To do —
Exact reproduction of all the entries is required, without any of their pictures.

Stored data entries
>>>

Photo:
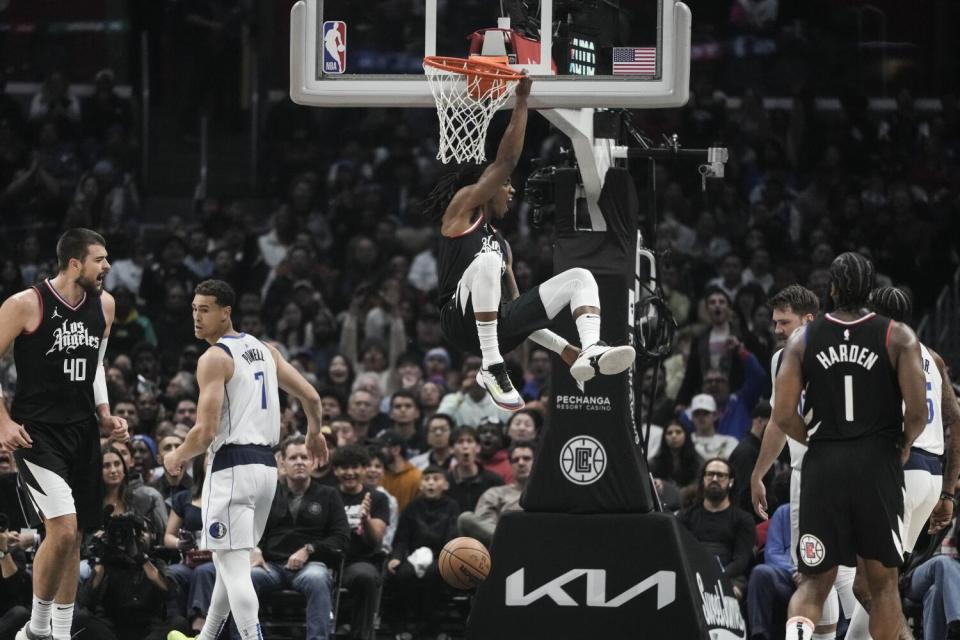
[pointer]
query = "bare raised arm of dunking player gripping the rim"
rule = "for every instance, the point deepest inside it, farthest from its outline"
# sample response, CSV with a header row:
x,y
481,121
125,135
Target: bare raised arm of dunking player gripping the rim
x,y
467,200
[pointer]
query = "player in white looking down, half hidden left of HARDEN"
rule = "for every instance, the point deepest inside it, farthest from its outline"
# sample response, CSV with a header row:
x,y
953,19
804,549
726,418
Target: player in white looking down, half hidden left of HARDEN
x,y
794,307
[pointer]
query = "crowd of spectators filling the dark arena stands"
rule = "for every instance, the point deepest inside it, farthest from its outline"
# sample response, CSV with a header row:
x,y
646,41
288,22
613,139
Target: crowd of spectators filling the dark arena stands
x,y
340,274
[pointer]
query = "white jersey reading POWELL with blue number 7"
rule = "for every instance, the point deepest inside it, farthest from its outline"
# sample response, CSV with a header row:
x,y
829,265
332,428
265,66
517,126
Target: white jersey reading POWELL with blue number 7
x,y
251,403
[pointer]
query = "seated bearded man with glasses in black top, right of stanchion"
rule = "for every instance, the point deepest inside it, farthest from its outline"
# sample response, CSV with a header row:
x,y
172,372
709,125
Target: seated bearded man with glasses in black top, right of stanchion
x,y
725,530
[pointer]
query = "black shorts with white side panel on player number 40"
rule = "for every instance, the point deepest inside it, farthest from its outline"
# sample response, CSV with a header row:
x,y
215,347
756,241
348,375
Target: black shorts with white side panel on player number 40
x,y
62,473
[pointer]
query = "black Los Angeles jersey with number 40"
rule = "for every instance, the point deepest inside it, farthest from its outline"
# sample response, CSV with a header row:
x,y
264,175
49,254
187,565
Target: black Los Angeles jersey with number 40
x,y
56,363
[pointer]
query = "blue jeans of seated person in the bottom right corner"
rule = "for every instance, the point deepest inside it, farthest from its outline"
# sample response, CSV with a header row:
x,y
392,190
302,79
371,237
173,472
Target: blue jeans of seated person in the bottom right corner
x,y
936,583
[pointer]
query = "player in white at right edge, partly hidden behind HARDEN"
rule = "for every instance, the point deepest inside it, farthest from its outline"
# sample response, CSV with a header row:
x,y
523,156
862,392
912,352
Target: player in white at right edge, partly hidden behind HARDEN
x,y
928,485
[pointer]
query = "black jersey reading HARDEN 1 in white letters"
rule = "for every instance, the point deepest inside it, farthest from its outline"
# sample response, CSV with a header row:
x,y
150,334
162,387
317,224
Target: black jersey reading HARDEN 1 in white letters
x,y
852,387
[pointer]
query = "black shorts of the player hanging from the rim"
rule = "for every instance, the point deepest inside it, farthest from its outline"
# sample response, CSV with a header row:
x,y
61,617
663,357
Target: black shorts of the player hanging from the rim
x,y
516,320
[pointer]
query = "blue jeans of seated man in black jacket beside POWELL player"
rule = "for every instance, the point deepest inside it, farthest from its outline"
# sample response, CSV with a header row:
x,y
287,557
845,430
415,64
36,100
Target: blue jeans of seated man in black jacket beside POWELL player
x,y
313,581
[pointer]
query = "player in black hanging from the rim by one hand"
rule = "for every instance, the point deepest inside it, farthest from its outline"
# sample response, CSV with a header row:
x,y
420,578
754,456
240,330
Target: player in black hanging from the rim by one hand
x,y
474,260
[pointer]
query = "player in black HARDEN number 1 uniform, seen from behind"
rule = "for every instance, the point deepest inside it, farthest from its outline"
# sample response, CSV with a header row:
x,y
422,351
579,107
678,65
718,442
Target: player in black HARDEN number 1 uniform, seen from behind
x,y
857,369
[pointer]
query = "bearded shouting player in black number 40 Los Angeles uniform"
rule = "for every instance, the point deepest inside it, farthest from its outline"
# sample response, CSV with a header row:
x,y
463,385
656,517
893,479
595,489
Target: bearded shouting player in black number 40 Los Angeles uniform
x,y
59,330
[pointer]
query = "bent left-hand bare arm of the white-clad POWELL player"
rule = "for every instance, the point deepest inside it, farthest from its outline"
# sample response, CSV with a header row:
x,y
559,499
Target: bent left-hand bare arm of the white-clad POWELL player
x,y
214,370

<<<

Task solution —
Photo:
[pointer]
query = "bare raised arm of dunking player gripping the rim"
rule = "for every instance, the point deepest inside it, farthest from its outline"
# sample response, CSV with a header row:
x,y
481,121
125,135
Target: bare raised arm of dunking player gripping the rim
x,y
467,200
[pointer]
query = "player in white looking down, half hidden left of HARDEN"
rule = "for every instance, the point deepest inside it, farthest from its outline"
# sample response, CSV with a header row:
x,y
953,19
804,549
726,418
Target: player in white looking down, half hidden left of HARDEN
x,y
794,307
[pointer]
query = "crowd of spectators filling the dark arena stands"
rule = "for every instance, the point deepest inside it, farthest from its outline"
# sample response, CSV with a header row:
x,y
646,41
288,22
613,139
Target: crowd of spectators filling the dark arena stands
x,y
340,274
[pointer]
query = "white jersey reading POWELL with blue number 7"
rule = "for every instance, the point deepest inside it, farthest from its outline"
# sample response, CSV with a header row:
x,y
829,265
332,428
265,66
517,126
Target: white jersey reading POWELL with blue number 7
x,y
251,403
[pointer]
query = "seated bearded man with glasses in black top, right of stanchion"
rule = "for every instance, the point deepest inside it, farthest from its outline"
# sample response, CSV with a header row:
x,y
172,372
709,125
Target: seated bearded man with glasses in black top, right of stanchion
x,y
725,530
[pointer]
query = "black shorts with white side panel on player number 40"
rule = "for every instance, the point deepest inside it, farthest from its outline"
# sample response, CSV with a header row:
x,y
215,347
756,241
348,375
Target: black shorts with white side panel on player number 40
x,y
62,473
[pointer]
query = "black Los Angeles jersey with number 40"
rule = "for every instance, the point deepest inside it, farthest from its outline"
# sample response, CSV with a header row:
x,y
264,175
49,254
187,565
Target: black Los Angeles jersey with number 40
x,y
56,363
[pointer]
query = "blue jeans of seated person in the bottom right corner"
rule = "for every instance, the point deepest inside it, farthest from its outline"
# sample response, CSV with a header row:
x,y
392,190
302,79
371,237
173,472
Target: blue jeans of seated person in the bottom right corner
x,y
936,583
[pointer]
query = "player in white at right edge, partly hidden behind HARDEN"
rule = "for every instance, the point deepest inside it, farthest from its outline"
# sample response, CSV with a header row:
x,y
523,156
862,392
912,352
Target: player in white at right edge, partly hidden behind HARDEN
x,y
928,485
[pointer]
query = "black jersey reading HARDEN 1 in white letters"
rule = "for every instance, the point deepest inside it, farthest from its outline"
# sample response, CSV with a header row:
x,y
150,334
162,387
317,224
Target: black jersey reading HARDEN 1 in white letters
x,y
852,387
[pointer]
query = "black shorts of the player hanging from the rim"
rule = "for every instance, the point deepest inside it, farthest from its outline"
# sample response, CSV with a header row:
x,y
61,617
663,357
Target: black shorts of the player hanging from the rim
x,y
516,320
[pointer]
query = "blue jeans of seated man in black jacket beside POWELL player"
rule = "for every instance, the point deepest inside it, farthest from its outline"
# sample response, CSV with a header row:
x,y
287,557
845,430
415,64
36,100
Target: blue jeans of seated man in black jacket beside POWELL player
x,y
313,581
[pointer]
query = "player in black hanging from the rim by one hand"
rule = "for every instance, the point deepest inside it, farthest from its outline"
# sample response, CSV with a header row:
x,y
420,578
754,456
240,330
Target: player in black hanging from the rim by one hand
x,y
474,260
[pointer]
query = "player in black HARDEN number 1 uniform, seen from behind"
rule = "for every instance, the point deepest inside it, farthest from its outline"
# sample response, CSV with a header row:
x,y
422,351
579,107
678,65
718,442
Target: player in black HARDEN number 1 uniform, seen from behind
x,y
857,369
[pointer]
query = "bearded shouting player in black number 40 Los Angeles uniform"
rule = "for every instance, the point deepest inside it, farthest from its outline"
# sample response, CSV with a header row:
x,y
463,385
656,517
893,479
595,489
Target: bearded shouting player in black number 40 Los Angeles uniform
x,y
59,330
[pointer]
query = "bent left-hand bare arm of the white-clad POWELL player"
rule = "for every instance, the point deepest inside it, farthest from its outline"
# sample response, CSV with a header row:
x,y
559,499
Target: bent left-hand bare arm of the white-clad POWELL player
x,y
214,370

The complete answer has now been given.